These artists roam over continents, equipped with film and view cameras mounted on tripods—gear that would not have surprised expeditionary photographers of the 19th century. What was there left for the Canadian Edward Burtynsky (b. 1955) to record? He began by photographing “pristine” landscapes but felt that he was “born a hundred years too late.”1 It is disappointing, this sense of having come too late upon a scene. To compensate, photographers redefine their tardy entrances as openings upon a fraught scenario—the aftermath of humane productivity, in its original settings. No matter that the results are weird, radiant or unsightly; they are also filled with portent.
There is, of course, nothing new in the recognition that limited energies get used up and things fall apart. Nor is there anything novel in the poetics of nostalgia. The rise of archeology in the era of the classical historian Edward Gibbon (1737-1794) coincided with the appearance of the architectural capriccios of Piranesi and Canaletto—as well as Hubert Robert’s eulogies of the Roman past. These works reflect a fascination with the degraded tokens of a once grand and flourishing civilization. The cult of ruins was quickly assimilated to a taste for the immensities of nature. Once-busy structures were viewed as if frozen in the permanence of an indifferent space. When that space was framed by a perception of terror, Edmund Burke and others called it “sublime”—in recoil from the Greco-Roman ideal of calm order. Among the architectural styles spurred by Romanticism was the Gothic revival. Moore’s rotten plumbing system indeed strikes one as “Gothick,” although whether it was nature or men that brought it to this state his picture cannot show.
____________
▸ Things to do
**a)** Retype part of the excerpt on landscape photography and ruins verbatim, beginning at the words "These artists roam" and stopping after the words "filled with portent.".
**b)** Echo every one of the records below line by line, without any changes.
____________
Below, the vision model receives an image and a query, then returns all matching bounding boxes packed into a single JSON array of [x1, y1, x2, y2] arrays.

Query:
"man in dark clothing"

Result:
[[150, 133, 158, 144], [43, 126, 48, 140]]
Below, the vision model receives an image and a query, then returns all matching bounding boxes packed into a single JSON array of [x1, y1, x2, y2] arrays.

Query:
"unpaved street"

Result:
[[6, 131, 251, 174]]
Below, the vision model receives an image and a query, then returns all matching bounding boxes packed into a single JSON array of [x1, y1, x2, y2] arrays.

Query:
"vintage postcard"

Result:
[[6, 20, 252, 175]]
____________
▸ Answer list
**a)**
These artists roam over continents, equipped with film and view cameras mounted on tripods—gear that would not have surprised expeditionary photographers of the 19th century. What was there left for the Canadian Edward Burtynsky (b. 1955) to record? He began by photographing “pristine” landscapes but felt that he was “born a hundred years too late.”1 It is disappointing, this sense of having come too late upon a scene. To compensate, photographers redefine their tardy entrances as openings upon a fraught scenario—the aftermath of humane productivity, in its original settings. No matter that the results are weird, radiant or unsightly; they are also filled with portent.

**b)**
Below, the vision model receives an image and a query, then returns all matching bounding boxes packed into a single JSON array of [x1, y1, x2, y2] arrays.

Query:
"man in dark clothing"

Result:
[[150, 133, 158, 144], [43, 126, 48, 140]]
Below, the vision model receives an image and a query, then returns all matching bounding boxes packed into a single JSON array of [x1, y1, x2, y2] arrays.

Query:
"unpaved street"

Result:
[[6, 131, 251, 174]]
Below, the vision model receives an image and a query, then returns all matching bounding boxes packed into a single JSON array of [x1, y1, x2, y2] arrays.

Query:
"vintage postcard"

Result:
[[6, 20, 252, 175]]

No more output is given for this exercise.